■ **WHAT THE TASK ASKS**: Can you render the lines below as a numbered list, skipping any blank lines and leaving out the pictures?

■ **PROVIDED MATERIAL**:
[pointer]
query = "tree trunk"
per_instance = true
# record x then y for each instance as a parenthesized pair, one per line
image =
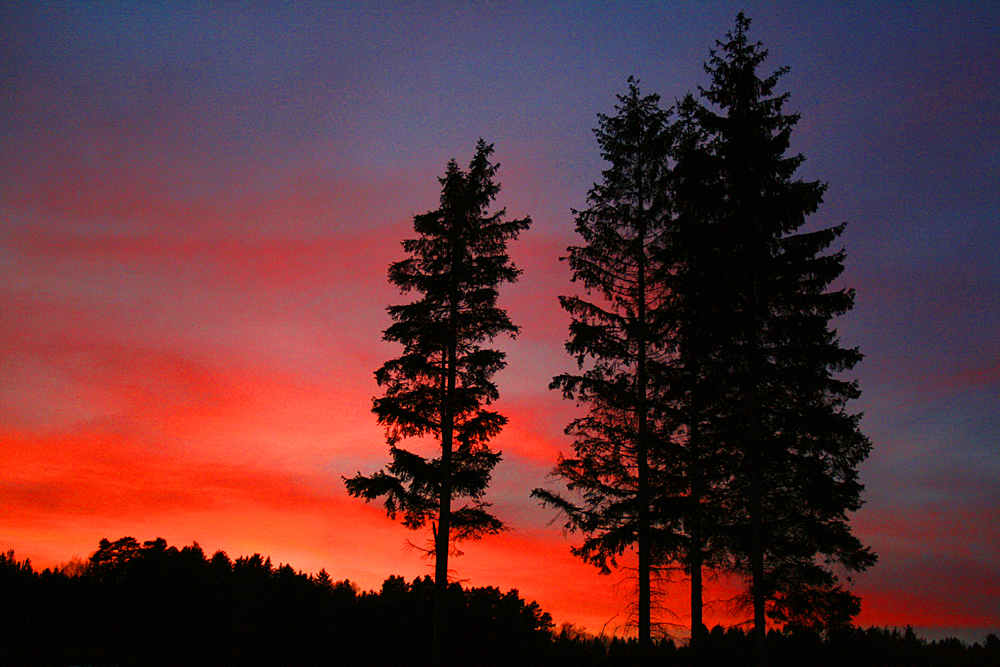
(642, 445)
(695, 555)
(443, 536)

■ **WRITTEN SOLUTION**:
1. [pointer]
2. query = "tree trunk"
3. per_instance = true
4. # record x then y for each instance as a parenthesized pair, one per line
5. image =
6. (642, 445)
7. (695, 555)
8. (443, 536)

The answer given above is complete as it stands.